● Work to be completed
What follows is a set of entries; retype all of them exactly.

────────────────────

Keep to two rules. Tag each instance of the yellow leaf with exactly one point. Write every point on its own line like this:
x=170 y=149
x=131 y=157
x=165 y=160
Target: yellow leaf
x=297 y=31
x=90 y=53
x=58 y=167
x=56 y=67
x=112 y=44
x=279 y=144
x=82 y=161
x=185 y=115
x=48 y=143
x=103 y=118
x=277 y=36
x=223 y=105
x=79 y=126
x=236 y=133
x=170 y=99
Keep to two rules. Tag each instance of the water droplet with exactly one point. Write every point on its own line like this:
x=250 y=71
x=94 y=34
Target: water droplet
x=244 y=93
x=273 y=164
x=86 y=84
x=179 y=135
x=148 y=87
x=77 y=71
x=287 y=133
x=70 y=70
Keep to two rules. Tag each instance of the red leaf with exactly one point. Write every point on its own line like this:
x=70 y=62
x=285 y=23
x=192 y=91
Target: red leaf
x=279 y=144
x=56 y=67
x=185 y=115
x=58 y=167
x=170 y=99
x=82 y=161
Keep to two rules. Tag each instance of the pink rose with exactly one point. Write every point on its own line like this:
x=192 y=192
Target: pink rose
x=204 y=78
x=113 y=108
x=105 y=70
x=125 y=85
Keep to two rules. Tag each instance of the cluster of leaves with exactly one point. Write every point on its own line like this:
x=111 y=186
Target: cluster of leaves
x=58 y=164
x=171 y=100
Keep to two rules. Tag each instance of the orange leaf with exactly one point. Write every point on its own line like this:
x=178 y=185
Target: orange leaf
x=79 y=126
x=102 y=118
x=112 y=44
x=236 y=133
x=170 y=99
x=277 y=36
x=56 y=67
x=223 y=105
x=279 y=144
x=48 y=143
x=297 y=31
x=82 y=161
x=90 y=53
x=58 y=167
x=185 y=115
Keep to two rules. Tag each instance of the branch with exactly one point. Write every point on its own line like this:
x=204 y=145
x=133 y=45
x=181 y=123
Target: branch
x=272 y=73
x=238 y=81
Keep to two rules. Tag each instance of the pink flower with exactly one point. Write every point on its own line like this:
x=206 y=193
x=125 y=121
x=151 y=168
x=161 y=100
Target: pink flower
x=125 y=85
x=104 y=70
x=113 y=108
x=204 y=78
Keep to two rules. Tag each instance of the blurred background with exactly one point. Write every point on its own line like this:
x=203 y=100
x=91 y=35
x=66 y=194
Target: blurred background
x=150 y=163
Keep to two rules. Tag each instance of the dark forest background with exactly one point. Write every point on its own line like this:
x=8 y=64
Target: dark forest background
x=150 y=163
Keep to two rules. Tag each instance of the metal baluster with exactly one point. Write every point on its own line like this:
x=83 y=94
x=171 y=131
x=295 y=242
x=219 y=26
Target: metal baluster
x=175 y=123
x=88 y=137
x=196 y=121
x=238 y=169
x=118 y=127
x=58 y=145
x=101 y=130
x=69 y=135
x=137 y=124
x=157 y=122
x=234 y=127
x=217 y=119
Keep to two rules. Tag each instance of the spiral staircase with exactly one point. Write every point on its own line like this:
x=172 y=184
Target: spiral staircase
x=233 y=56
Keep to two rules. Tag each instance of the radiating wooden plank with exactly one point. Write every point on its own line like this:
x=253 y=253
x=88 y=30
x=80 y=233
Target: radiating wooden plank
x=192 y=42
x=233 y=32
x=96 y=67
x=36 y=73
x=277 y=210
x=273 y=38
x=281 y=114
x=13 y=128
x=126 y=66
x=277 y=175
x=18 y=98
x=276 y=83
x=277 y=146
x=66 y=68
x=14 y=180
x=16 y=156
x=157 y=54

────────────────────

● Exercise solution
Keep to two rules. Tag each instance of the yellow leaf with exactly one point. Write every point on its own line like this:
x=170 y=149
x=131 y=157
x=165 y=160
Target: yellow leaf
x=297 y=31
x=90 y=53
x=58 y=167
x=56 y=67
x=112 y=44
x=279 y=144
x=82 y=161
x=185 y=115
x=48 y=143
x=103 y=118
x=277 y=36
x=223 y=105
x=79 y=126
x=236 y=133
x=170 y=99
Keep to two rules. Tag each instance of the water droplet with exactly one point. Write every point on its own line like this:
x=250 y=71
x=94 y=34
Target: water droplet
x=244 y=93
x=273 y=164
x=86 y=84
x=179 y=135
x=148 y=87
x=77 y=71
x=287 y=133
x=70 y=70
Keep to two rules. Tag each instance of the red leaf with exactly one point. Write every point on its own line like this:
x=70 y=62
x=285 y=23
x=192 y=91
Target: red leaf
x=279 y=144
x=56 y=67
x=185 y=115
x=58 y=167
x=170 y=99
x=82 y=161
Keep to two rules. Tag each instance of the pink rose with exactly one point. Write every point on its own line like this:
x=192 y=192
Target: pink rose
x=204 y=78
x=113 y=108
x=105 y=70
x=125 y=85
Keep to two rules. Tag each instance of the cluster of leaves with exactly one point. Write every point on its own line like this:
x=111 y=186
Target: cluster of leaves
x=58 y=164
x=171 y=100
Keep to two rules. Tag each instance of the orange leaf with exactly one point. Write every point on its own line like this:
x=178 y=185
Target: orange leaf
x=79 y=126
x=102 y=118
x=112 y=44
x=236 y=133
x=170 y=99
x=277 y=36
x=56 y=67
x=223 y=105
x=279 y=144
x=48 y=143
x=297 y=31
x=82 y=161
x=90 y=53
x=58 y=167
x=185 y=115
Keep to two rules. Tag each instance of the branch with exactly one point. Write every point on its own line like this:
x=204 y=145
x=133 y=45
x=181 y=123
Target: branch
x=272 y=73
x=238 y=81
Keep to two rules. Tag each instance of the pink flower with exactly one point. Write every point on its own line like this:
x=206 y=193
x=125 y=121
x=151 y=168
x=161 y=100
Target: pink flower
x=125 y=85
x=104 y=70
x=113 y=108
x=204 y=78
Keep to two rules. Tag each instance of the blurred background with exactly one point. Write every point on its own line like this:
x=203 y=100
x=91 y=35
x=66 y=194
Target: blurred background
x=150 y=163
Keep to two rules. Tag each instance of the dark forest background with exactly one point. Write every point on its own line like this:
x=8 y=64
Target: dark forest background
x=150 y=163
Keep to two rules. Tag each instance of the metal baluster with exactly one point. Write every point on its own line like this:
x=83 y=94
x=171 y=131
x=295 y=242
x=219 y=26
Target: metal baluster
x=175 y=123
x=88 y=137
x=196 y=121
x=238 y=169
x=118 y=127
x=58 y=145
x=101 y=130
x=69 y=135
x=137 y=124
x=157 y=122
x=234 y=127
x=217 y=119
Keep to two rules. Tag each instance of the spiral staircase with exactly one point. Write every point on its own line like this:
x=172 y=184
Target: spiral staircase
x=233 y=56
Keep to two rules. Tag each instance of the radiating wooden plank with exactly one point. Write every point on its own line like this:
x=253 y=253
x=88 y=30
x=80 y=233
Target: radiating wooden plank
x=192 y=42
x=233 y=32
x=96 y=67
x=36 y=73
x=277 y=210
x=273 y=38
x=281 y=114
x=13 y=128
x=126 y=66
x=277 y=175
x=18 y=98
x=276 y=83
x=277 y=146
x=66 y=68
x=14 y=180
x=16 y=156
x=157 y=54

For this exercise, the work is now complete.